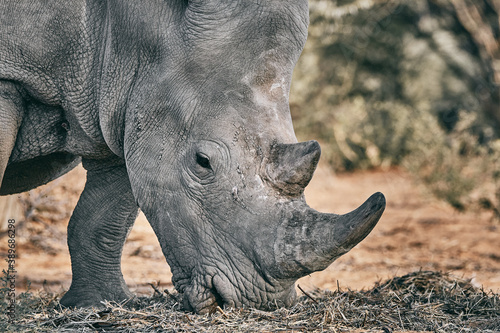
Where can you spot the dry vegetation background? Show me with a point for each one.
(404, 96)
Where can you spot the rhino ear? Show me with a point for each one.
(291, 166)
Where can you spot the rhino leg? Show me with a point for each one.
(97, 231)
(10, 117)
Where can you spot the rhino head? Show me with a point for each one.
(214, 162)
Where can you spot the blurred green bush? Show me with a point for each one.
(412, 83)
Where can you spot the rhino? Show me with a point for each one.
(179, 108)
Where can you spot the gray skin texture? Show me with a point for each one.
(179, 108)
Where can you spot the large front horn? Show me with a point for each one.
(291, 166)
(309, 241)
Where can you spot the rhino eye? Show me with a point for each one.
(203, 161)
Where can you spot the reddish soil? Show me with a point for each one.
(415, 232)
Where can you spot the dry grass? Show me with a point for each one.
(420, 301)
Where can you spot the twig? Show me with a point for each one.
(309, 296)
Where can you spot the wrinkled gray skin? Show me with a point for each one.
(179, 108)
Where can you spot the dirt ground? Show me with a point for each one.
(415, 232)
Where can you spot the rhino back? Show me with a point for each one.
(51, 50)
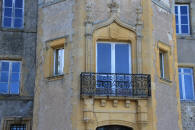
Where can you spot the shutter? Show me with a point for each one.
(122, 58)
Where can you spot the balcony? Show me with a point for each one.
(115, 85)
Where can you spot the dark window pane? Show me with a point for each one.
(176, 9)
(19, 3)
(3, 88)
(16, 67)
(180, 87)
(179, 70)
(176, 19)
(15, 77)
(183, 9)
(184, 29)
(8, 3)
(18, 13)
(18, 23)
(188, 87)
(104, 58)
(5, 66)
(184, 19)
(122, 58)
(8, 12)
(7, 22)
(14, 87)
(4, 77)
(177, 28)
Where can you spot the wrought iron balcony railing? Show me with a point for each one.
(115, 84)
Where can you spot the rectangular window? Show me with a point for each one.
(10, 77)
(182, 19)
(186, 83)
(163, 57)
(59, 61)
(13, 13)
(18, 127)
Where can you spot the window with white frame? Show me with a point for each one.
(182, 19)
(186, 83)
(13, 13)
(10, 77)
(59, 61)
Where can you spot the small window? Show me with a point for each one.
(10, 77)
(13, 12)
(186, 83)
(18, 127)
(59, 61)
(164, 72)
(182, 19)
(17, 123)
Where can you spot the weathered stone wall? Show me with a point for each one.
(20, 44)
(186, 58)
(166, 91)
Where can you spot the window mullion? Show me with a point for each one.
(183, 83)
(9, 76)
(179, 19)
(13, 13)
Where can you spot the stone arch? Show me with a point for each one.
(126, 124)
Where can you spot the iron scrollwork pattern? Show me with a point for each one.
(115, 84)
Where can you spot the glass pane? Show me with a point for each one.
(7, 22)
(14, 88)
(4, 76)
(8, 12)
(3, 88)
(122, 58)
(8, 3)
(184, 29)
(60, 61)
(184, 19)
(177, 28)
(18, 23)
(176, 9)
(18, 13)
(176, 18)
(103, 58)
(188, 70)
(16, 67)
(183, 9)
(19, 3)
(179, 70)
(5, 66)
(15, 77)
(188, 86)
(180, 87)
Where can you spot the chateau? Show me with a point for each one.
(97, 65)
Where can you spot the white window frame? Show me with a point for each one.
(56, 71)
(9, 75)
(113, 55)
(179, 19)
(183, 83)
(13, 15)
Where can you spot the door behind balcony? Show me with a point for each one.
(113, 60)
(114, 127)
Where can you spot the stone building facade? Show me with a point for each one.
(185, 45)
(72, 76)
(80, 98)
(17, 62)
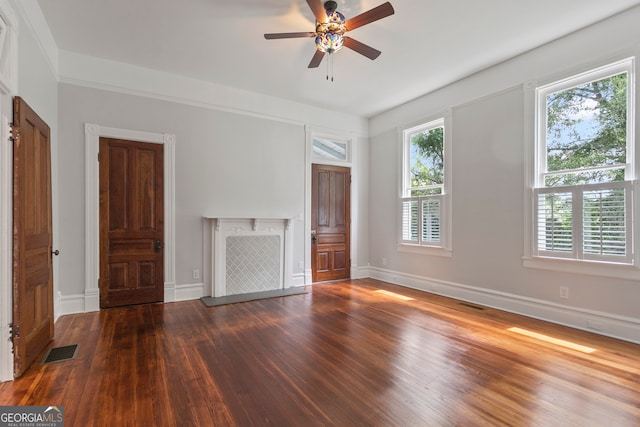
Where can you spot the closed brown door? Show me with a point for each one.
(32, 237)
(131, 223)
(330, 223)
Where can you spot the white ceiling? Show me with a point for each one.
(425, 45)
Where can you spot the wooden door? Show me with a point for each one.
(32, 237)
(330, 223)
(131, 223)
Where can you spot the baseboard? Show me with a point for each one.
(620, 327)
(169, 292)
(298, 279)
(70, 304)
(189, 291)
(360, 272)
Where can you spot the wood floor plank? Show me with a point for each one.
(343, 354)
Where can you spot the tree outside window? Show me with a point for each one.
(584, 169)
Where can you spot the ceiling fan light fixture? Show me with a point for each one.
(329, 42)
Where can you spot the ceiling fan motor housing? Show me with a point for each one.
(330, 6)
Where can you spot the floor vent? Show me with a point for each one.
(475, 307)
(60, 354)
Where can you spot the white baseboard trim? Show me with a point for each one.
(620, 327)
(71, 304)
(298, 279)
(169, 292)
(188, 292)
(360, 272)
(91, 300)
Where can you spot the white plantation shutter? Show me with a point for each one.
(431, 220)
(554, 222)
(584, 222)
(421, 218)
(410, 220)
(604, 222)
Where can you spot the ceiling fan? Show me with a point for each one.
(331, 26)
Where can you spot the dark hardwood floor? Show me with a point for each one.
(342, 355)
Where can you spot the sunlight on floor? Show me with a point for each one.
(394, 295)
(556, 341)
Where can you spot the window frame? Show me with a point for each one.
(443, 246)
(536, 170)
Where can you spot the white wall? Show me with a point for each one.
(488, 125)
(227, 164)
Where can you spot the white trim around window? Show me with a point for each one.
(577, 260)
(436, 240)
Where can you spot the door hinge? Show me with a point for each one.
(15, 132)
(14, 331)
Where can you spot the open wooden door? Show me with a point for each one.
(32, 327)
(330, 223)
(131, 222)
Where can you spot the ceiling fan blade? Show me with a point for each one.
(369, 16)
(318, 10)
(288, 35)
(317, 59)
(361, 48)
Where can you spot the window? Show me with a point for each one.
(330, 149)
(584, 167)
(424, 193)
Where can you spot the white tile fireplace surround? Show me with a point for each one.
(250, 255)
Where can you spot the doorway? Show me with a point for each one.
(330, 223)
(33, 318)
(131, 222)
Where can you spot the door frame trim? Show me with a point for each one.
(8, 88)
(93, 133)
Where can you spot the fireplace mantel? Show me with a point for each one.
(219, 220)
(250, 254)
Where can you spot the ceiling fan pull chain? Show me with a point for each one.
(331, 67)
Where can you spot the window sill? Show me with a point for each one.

Task statement
Word for word, write out each of the records, but not the pictures.

Task answer
Where can you spot the dry vegetation background? Show me with a point for each one.
(404, 96)
Where can you spot the rhino ear? Show me with a point for each one.
(291, 166)
Where can you spot the rhino leg? Show me with a point for each one.
(97, 231)
(10, 117)
Where can you spot the rhino head? Show me with a point for each one.
(214, 162)
Where can you spot the blurred green bush? Show me with a point for each one.
(412, 83)
Where can you spot the rhino? Show me with a point for each one.
(179, 108)
Where can you spot the gray skin texture? Show me with a point for each one.
(179, 108)
Where can you spot the large front horn? Show me with a point for each one.
(291, 166)
(309, 241)
Where can you spot the rhino eye? Show me with a point for each one.
(203, 161)
Where can you spot the reddish soil? Show me with a point for each one.
(415, 232)
Where can you spot the dry grass? Show me with a point for each one.
(420, 301)
Where can you spot the twig? Show me with a point for each one.
(309, 296)
Where can you spot the wrinkled gray skin? Show me with a point for each one.
(179, 108)
Where can you spot the dirt ground? Show me with a point for each one.
(415, 232)
Where can you spot the rhino back? Show me with a point for each one.
(51, 50)
Where can you spot the shutter? Show me with a point for each one.
(122, 58)
Where can you spot the balcony? Show me with a point for each one.
(115, 85)
Where can you spot the dark window pane? Show me with a point for each one.
(176, 9)
(19, 3)
(3, 88)
(16, 67)
(180, 87)
(179, 70)
(176, 19)
(15, 77)
(183, 9)
(184, 29)
(8, 3)
(18, 13)
(18, 23)
(188, 87)
(104, 58)
(5, 66)
(184, 19)
(122, 58)
(8, 12)
(7, 22)
(14, 87)
(4, 77)
(177, 28)
Where can you spot the wrought iron balcony railing? Show me with a point for each one.
(115, 84)
Where can you spot the rectangular window? Show me with a point for each one.
(10, 77)
(182, 19)
(186, 83)
(163, 57)
(59, 61)
(13, 13)
(18, 127)
Where can you spot the window with white frame? Show me with a point for each one.
(182, 19)
(186, 83)
(13, 13)
(10, 77)
(59, 61)
Where can you spot the small window? Show me with a point for each one.
(10, 77)
(13, 12)
(186, 83)
(18, 127)
(59, 61)
(164, 72)
(182, 19)
(17, 123)
Where can you spot the weathered stone wall? Show me with a point for each one.
(20, 44)
(186, 58)
(166, 91)
Where can you spot the window mullion? Show me with a point for each one.
(183, 83)
(9, 76)
(179, 19)
(13, 13)
Where can you spot the stone arch? Show me with a point for each one.
(126, 124)
Where can you spot the iron scrollwork pattern? Show me with a point for each one.
(115, 84)
Where can you spot the glass pane? Show me with a point for each one.
(7, 22)
(14, 88)
(4, 76)
(8, 12)
(3, 88)
(122, 58)
(8, 3)
(184, 29)
(60, 61)
(184, 19)
(177, 28)
(18, 23)
(176, 9)
(18, 13)
(176, 18)
(103, 58)
(188, 70)
(16, 67)
(183, 9)
(19, 3)
(179, 70)
(5, 66)
(15, 77)
(188, 86)
(180, 87)
Where can you spot the chateau? Show me with a point for each one.
(97, 65)
Where can you spot the white window frame? Show me with a point for each one.
(56, 71)
(9, 75)
(113, 55)
(179, 19)
(183, 83)
(13, 15)
Where can you spot the door behind balcony? Show me with a point for each one.
(113, 60)
(114, 127)
Where can you spot the stone building facade? Show me with a point for each one.
(185, 45)
(72, 76)
(80, 98)
(17, 62)
Where can you spot the closed brown door? Show me with a point for each one.
(32, 237)
(131, 223)
(330, 223)
Where can you spot the white ceiling? Show me with a point for each one.
(425, 45)
Where can you spot the wooden door? Show me with a point for each one.
(32, 237)
(330, 223)
(131, 223)
Where can you spot the baseboard? Show me with a point for each one.
(620, 327)
(169, 292)
(298, 279)
(70, 304)
(189, 291)
(360, 272)
Where can you spot the wood floor plank? Show me with a point for each one.
(343, 354)
Where can you spot the tree outside window? Show me with a point for each one.
(584, 169)
Where can you spot the ceiling fan light fixture? Show me with a point for each one.
(329, 42)
Where can you spot the ceiling fan motor housing? Show me with a point for each one.
(330, 6)
Where can you spot the floor vent? Show me with a point for each one.
(475, 307)
(60, 354)
Where can you spot the white baseboard trim? Show me with a point for each one.
(620, 327)
(71, 304)
(298, 279)
(169, 292)
(188, 292)
(360, 272)
(91, 300)
Where can you spot the white plantation shutter? Show me with a point for each one.
(431, 220)
(554, 222)
(584, 222)
(421, 218)
(410, 220)
(604, 222)
Where can you spot the ceiling fan? Show me with a point for each one.
(331, 26)
Where can you spot the dark hardwood floor? Show me with a point for each one.
(342, 355)
Where can you spot the sunlight on floor? Show me with a point for each one.
(394, 295)
(556, 341)
Where can you spot the window frame? Show me with a point for each one.
(443, 246)
(536, 170)
Where can you spot the white wall? Show me with a point for each one.
(488, 125)
(227, 164)
Where can you spot the white trim around window? Show me with a point for each one.
(577, 260)
(436, 240)
Where can you spot the door hinge? Show me with a point for each one.
(15, 132)
(14, 331)
Where can you spot the open wooden door? Show me with a point for each one.
(32, 327)
(330, 223)
(131, 222)
Where can you spot the ceiling fan blade? Show me with a point for each one.
(369, 16)
(318, 10)
(288, 35)
(317, 59)
(361, 48)
Where can you spot the window? Show me with a point for each one.
(330, 149)
(584, 167)
(424, 193)
Where can you spot the white tile fireplace surround? Show me with a point for each one.
(250, 255)
Where can you spot the doorway? Show me with a point for each one.
(330, 223)
(33, 318)
(131, 222)
Where can you spot the door frame trim? Show me with a point for each one.
(8, 88)
(93, 133)
Where can you spot the fireplace mantel? Show me with a point for each one.
(219, 220)
(250, 254)
Where can you spot the ceiling fan pull chain? Show me with a point for each one.
(331, 67)
Where can you spot the window sill? Show me with a point for each one.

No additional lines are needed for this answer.